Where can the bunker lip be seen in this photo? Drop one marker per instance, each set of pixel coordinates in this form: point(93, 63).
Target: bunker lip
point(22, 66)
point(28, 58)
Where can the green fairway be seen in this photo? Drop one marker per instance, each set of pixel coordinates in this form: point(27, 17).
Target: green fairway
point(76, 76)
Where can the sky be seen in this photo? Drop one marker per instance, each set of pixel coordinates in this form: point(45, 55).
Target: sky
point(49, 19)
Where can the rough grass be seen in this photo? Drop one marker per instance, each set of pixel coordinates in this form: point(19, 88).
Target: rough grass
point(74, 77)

--*--

Please write out each of the records above word for word, keeping every line as it appears.

Reply =
Where can the bunker lip be seen in this photo? Drop one marker per instance, each set of pixel coordinates in this form: point(93, 63).
Target: bunker lip
point(22, 66)
point(28, 58)
Where can the green fairway be seen in this photo? Drop one marker per instance, each set of pixel coordinates in this form: point(27, 17).
Target: green fairway
point(76, 76)
Where can the sky be seen in this photo? Drop one marker per instance, each set of pixel coordinates in this form: point(45, 55).
Target: sky
point(49, 19)
Where can the rough grass be seen in this photo? Drop one marker per instance, each set of pixel coordinates in this form: point(19, 88).
Target: rough grass
point(74, 77)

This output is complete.